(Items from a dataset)

_____

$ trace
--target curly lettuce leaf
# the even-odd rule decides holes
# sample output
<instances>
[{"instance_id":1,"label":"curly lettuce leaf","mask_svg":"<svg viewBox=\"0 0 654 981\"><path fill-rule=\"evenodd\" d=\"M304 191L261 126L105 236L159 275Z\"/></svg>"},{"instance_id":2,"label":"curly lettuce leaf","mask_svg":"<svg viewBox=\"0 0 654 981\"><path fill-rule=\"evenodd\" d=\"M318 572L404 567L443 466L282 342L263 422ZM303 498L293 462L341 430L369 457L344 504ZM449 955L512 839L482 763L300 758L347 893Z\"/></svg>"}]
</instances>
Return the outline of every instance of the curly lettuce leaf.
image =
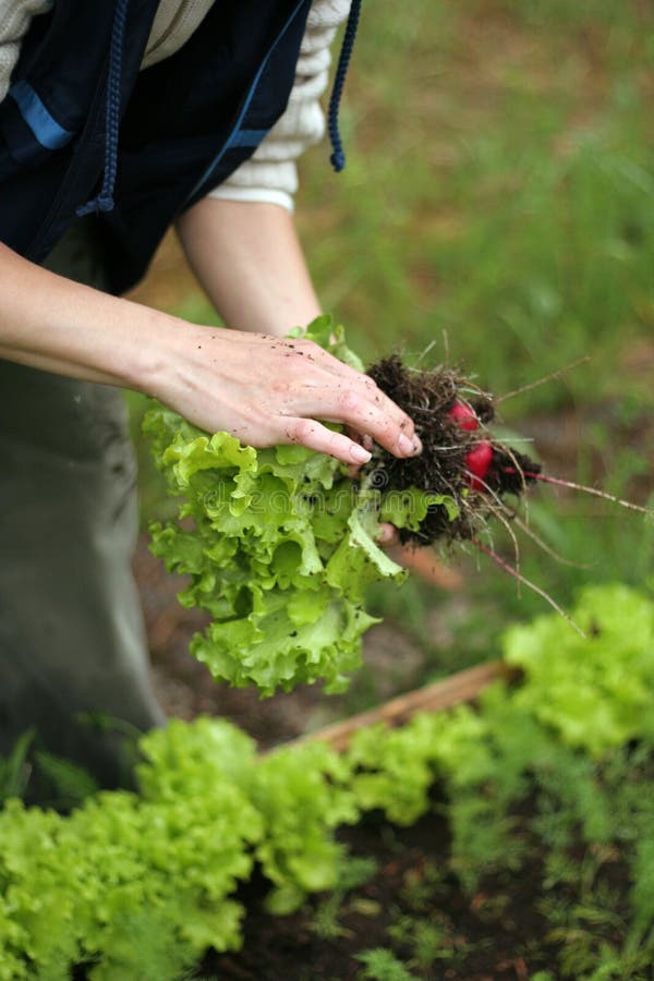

_____

Render every line of the records above as a Markdown table with a "No." column for the row number and a "Line" column for the text, skipping any blank lines. Leave the pictures out of the table.

| No. | Line |
|---|---|
| 1 | $ trace |
| 2 | --target curly lettuce leaf |
| 3 | # the even-odd rule decides holes |
| 4 | # sample output |
| 5 | <instances> |
| 6 | [{"instance_id":1,"label":"curly lettuce leaf","mask_svg":"<svg viewBox=\"0 0 654 981\"><path fill-rule=\"evenodd\" d=\"M304 191L261 126L105 236L159 275Z\"/></svg>"},{"instance_id":2,"label":"curly lettuce leaf","mask_svg":"<svg viewBox=\"0 0 654 981\"><path fill-rule=\"evenodd\" d=\"M318 572L404 567L443 466L282 342L263 422ZM303 498L293 462L341 430L369 457L344 504ZM449 955L512 839L482 763L300 758L347 893Z\"/></svg>"}] |
| 7 | </instances> |
| 8 | Return the outline of every instance of the curly lettuce leaf. |
| 9 | image = |